Items from a data source:
## Start

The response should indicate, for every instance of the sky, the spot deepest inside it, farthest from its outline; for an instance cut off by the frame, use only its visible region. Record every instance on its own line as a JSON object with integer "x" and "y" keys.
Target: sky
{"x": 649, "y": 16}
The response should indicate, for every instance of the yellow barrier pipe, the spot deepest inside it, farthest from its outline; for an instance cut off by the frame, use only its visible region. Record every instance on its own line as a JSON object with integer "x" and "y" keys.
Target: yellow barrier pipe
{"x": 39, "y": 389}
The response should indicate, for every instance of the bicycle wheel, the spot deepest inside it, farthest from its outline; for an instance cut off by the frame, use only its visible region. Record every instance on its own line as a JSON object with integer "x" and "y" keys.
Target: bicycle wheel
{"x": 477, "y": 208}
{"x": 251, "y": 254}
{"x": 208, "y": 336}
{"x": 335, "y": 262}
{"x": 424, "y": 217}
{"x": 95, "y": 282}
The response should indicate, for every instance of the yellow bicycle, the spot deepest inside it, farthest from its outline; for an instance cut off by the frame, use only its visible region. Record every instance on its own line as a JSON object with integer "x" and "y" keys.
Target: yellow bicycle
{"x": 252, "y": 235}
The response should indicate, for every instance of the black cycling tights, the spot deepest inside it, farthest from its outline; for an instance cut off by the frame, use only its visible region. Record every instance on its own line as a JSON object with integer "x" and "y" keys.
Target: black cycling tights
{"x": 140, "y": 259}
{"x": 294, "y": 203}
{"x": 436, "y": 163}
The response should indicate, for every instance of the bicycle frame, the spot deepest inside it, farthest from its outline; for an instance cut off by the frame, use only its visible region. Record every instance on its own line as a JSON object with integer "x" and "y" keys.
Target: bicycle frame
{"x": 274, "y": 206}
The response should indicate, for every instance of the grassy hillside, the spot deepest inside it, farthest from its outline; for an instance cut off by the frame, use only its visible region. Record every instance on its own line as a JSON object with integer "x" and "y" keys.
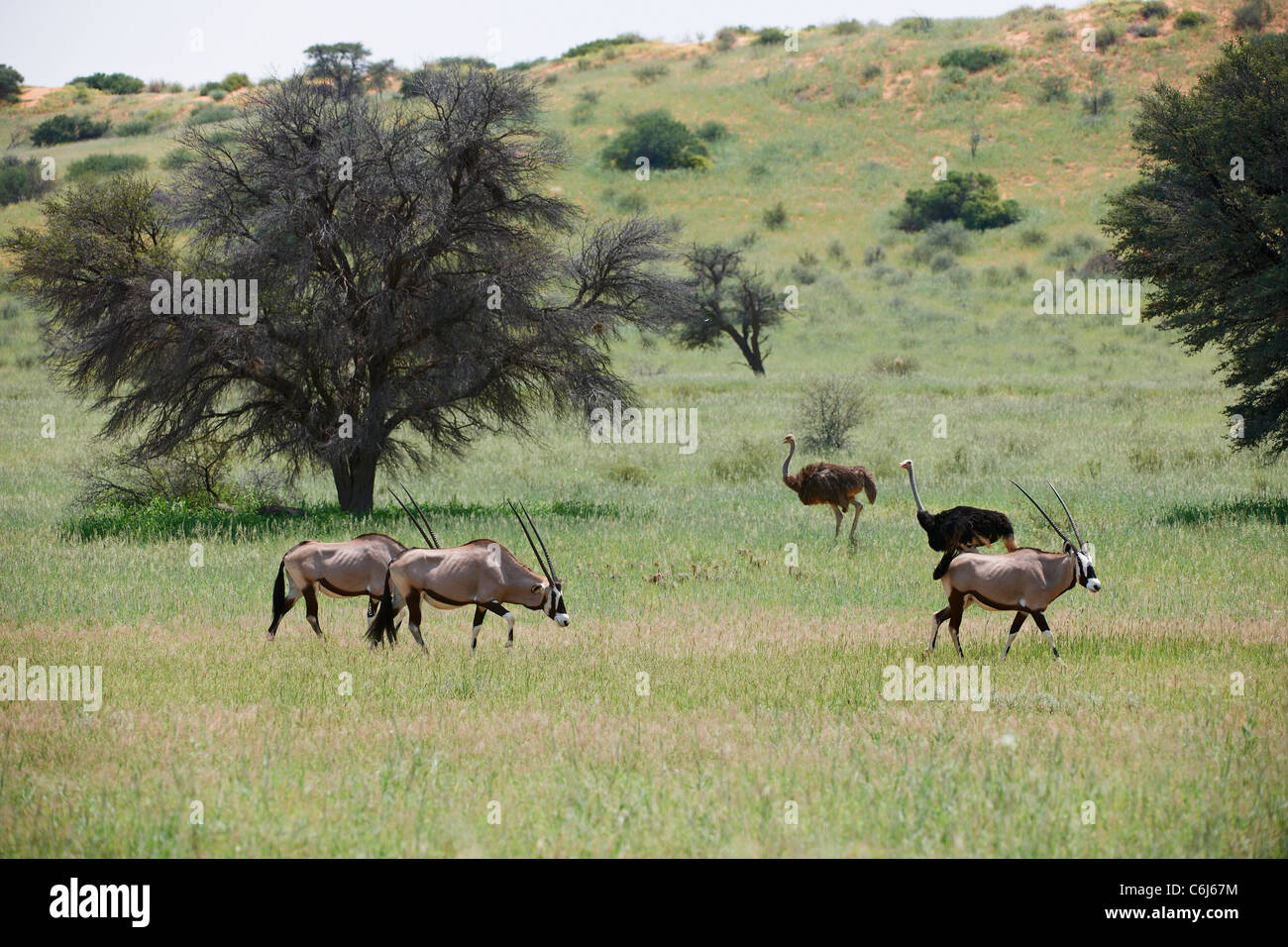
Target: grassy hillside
{"x": 765, "y": 684}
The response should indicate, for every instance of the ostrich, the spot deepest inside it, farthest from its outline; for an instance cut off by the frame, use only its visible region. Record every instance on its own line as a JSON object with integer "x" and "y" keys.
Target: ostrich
{"x": 829, "y": 483}
{"x": 953, "y": 530}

## End

What to work on
Write out each line of the data exactly; the images should be left out.

Answer to this exercise
The response should indicate, for every instance of the sky, the spot deepest inside it, farthest from its outline; for an instance cut off by the frame, use only its visible region. Record every instance on its own line as a JSON object with integer "x" and "y" keys.
Target: sky
{"x": 649, "y": 16}
The response should indicate, for every instance of the yellow barrier pipe, the spot deepest inside it, farthest from its outline; for an instance cut off by the frame, use only its visible region. Record every instance on its own line as a JSON object with integer "x" and "y" keys.
Target: yellow barrier pipe
{"x": 39, "y": 389}
The response should indicate, for every instance of the bicycle wheel, the spot deepest inside it, farthest from its outline; for an instance cut off by the frame, use only its visible region. Record every instance on its own line as a JSON object with integer "x" and "y" keys.
Target: bicycle wheel
{"x": 477, "y": 208}
{"x": 251, "y": 254}
{"x": 208, "y": 336}
{"x": 335, "y": 262}
{"x": 424, "y": 217}
{"x": 95, "y": 282}
The response should indicate, for every instance of the yellow bicycle, the spot deepest inside it, farthest from its outline; for an instance cut off by the frame, use only its visible region. Record every instance on its own line as a JSON object with integer "x" and "y" keys.
Target: yellow bicycle
{"x": 252, "y": 235}
The response should indicate, for every instance of the black cycling tights, the spot deepest inside it, farthest from its outline; for an instance cut off by the frame, use only its visible region. Record every instance on its own line as a JSON object with integer "x" and "y" keys.
Target: black cycling tights
{"x": 140, "y": 259}
{"x": 294, "y": 203}
{"x": 436, "y": 163}
The response should indicate, for every instance of the bicycle frame, the spot deepest inside it, farthest from its outline; for an instance cut off by the frame, use only its visible region. Record every instance on its own line as a JSON object with integer "x" and "y" keys.
Target: bicycle frame
{"x": 274, "y": 206}
The response should indicate, for every instance of the grassy hillside, the spot deepest inside it, farthest from its outline; for an instance cut off by the frame, use only its visible region. Record every instance on its own line as a JSON object with integer "x" and "y" keys.
Target: grassy hillside
{"x": 765, "y": 684}
The response should indicate, for every instance of the ostrich, the spot deepest inside it, farthest from its outline; for an instance cut off by the frame, use only its visible region. Record every instance on its own line as a JSON object with integer "x" and "y" keys.
Target: ostrich
{"x": 829, "y": 483}
{"x": 953, "y": 530}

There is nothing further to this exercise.